▶ What you need to do
All of the lines below should be copied word for word.

▶ Records to use
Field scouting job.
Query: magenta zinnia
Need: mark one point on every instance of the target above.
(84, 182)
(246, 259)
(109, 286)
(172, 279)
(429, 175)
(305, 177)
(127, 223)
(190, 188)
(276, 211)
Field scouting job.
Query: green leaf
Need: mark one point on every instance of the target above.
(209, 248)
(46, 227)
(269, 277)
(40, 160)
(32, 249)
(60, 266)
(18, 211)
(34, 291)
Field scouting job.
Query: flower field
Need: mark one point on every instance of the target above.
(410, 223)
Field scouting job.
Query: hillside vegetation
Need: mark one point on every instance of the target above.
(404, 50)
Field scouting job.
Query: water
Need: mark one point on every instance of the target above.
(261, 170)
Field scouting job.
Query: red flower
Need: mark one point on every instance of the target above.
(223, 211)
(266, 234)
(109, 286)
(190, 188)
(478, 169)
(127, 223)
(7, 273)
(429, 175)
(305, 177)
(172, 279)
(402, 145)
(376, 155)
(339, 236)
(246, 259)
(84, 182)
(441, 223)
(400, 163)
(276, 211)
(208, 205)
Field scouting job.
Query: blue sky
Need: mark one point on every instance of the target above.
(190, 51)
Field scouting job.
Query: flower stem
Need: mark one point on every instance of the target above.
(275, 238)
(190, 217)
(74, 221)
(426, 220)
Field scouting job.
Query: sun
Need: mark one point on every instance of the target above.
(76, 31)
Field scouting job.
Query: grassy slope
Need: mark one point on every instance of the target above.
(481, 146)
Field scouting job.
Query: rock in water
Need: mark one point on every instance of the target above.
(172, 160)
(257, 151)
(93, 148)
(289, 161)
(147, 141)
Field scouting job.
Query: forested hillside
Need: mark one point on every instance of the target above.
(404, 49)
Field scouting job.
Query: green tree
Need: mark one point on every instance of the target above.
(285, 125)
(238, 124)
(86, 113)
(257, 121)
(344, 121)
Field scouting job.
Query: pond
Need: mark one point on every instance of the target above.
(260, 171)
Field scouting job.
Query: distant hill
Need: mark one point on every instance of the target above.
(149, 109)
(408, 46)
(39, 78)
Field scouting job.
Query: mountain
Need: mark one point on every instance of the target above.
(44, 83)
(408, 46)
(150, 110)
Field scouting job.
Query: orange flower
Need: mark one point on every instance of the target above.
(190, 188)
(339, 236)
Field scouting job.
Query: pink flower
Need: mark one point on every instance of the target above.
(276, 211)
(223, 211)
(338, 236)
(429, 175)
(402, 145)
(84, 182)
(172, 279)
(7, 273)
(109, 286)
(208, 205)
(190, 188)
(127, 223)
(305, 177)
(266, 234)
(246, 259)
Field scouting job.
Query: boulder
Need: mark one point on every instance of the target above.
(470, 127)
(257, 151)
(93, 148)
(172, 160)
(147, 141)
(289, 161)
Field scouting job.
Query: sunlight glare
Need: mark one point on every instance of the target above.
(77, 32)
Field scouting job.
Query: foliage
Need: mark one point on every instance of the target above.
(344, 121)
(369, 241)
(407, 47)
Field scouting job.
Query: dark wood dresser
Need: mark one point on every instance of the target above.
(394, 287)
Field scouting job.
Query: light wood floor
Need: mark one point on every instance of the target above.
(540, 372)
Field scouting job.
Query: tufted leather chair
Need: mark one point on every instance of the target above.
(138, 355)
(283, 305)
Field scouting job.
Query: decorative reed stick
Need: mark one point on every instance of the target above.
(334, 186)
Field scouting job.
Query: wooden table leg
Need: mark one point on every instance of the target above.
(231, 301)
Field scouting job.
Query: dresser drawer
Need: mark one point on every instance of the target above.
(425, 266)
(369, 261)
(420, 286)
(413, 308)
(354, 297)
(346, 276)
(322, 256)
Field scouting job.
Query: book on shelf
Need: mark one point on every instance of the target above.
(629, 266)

▶ Solved problem
Field scouting job.
Query: magenta zinnia
Need: mark one point on every instance of the target above.
(84, 182)
(246, 259)
(109, 286)
(172, 279)
(429, 175)
(305, 177)
(127, 223)
(190, 188)
(276, 211)
Field scouting job.
Query: green leaf
Need: mark one point on every instance of the target above.
(209, 248)
(46, 227)
(269, 277)
(40, 160)
(32, 249)
(60, 266)
(18, 211)
(34, 291)
Field scouting job.
Query: flower field
Need: mark one point on every instance of the target above.
(410, 223)
Field scouting job.
Query: hillside vegetation
Need: mark one point on every instance of the target above.
(404, 50)
Field scouting job.
Query: water
Need: mark one point on every instance of the target above.
(261, 170)
Field scouting job.
Query: red flower
Need: mark one point on every instance of the target above.
(223, 211)
(266, 234)
(109, 286)
(190, 188)
(478, 169)
(127, 223)
(7, 273)
(429, 175)
(305, 177)
(172, 279)
(402, 145)
(376, 155)
(339, 236)
(246, 259)
(84, 182)
(441, 223)
(400, 163)
(276, 211)
(208, 205)
Field scouting job.
Query: blue sky
Need: mark one point on every instance of the target above.
(190, 51)
Field scouting job.
Query: flower stem
Need: mark one point on every instance of the target above.
(275, 238)
(190, 217)
(74, 221)
(426, 220)
Field scouting job.
Query: sun
Need: mark one point on every instance of the target above.
(76, 31)
Field scouting job.
Query: grassy slope
Need: mark one point on every instance of the target above.
(481, 146)
Field scouting job.
Query: rock in water
Need: mark one point on every instance of the target above.
(172, 160)
(257, 151)
(93, 148)
(289, 161)
(147, 141)
Field scouting job.
Query: forested hillside
Need: mark one point on every instance of the target above.
(404, 49)
Field scouting job.
Query: green tree
Need: mark one point on every instance of the target above.
(285, 125)
(238, 124)
(86, 113)
(257, 121)
(344, 121)
Field scouting job.
Query: pond
Need: mark one point on every instance of the target above.
(260, 171)
Field scouting job.
Query: distant hill
Need: mark one point on every instance of the target above.
(149, 109)
(408, 46)
(39, 78)
Field scouting job.
Query: mountain
Need: mark one point on every instance of the target above.
(44, 83)
(408, 46)
(150, 110)
Field scouting job.
Query: orange flower
Need: mark one point on every instance of the target above.
(190, 188)
(339, 236)
Field scouting job.
Query: pink flower
Need: mark one point on every instance of the target above.
(276, 211)
(223, 211)
(338, 236)
(429, 175)
(402, 145)
(84, 182)
(172, 279)
(7, 273)
(109, 286)
(208, 205)
(190, 188)
(127, 223)
(305, 177)
(266, 234)
(246, 259)
Field scouting job.
Query: boulder
Need: mark one point on every instance of the target above.
(470, 127)
(257, 151)
(93, 148)
(172, 160)
(147, 141)
(289, 161)
Field scouting job.
Query: sunlight glare
Need: mark one point on every instance of the target above.
(77, 32)
Field scouting job.
Query: foliage
Need: mark one point on every instance of the target above.
(344, 121)
(369, 241)
(407, 47)
Field scouting job.
Query: dark wood dresser
Need: mark one point on every instance of the target above.
(394, 287)
Field scouting job.
Query: light wood floor
Need: mark one point on every instance of the target above.
(540, 372)
Field scouting job.
Query: tufted leather chair
Need: mark one point on every instance of the target above.
(138, 355)
(283, 305)
Field scouting job.
Query: decorative reed stick
Need: mark one point on every instance of the target above.
(334, 186)
Field scouting job.
Query: wooden table leg
Need: mark one point on every instance of the target above.
(231, 301)
Field scouting job.
Query: dresser drawer
Need: mark one point on every instance of the target above.
(425, 266)
(369, 261)
(420, 286)
(413, 308)
(354, 297)
(346, 276)
(322, 256)
Field scouting job.
Query: book on shelf
Need: mark one point on every instance of the target above.
(629, 266)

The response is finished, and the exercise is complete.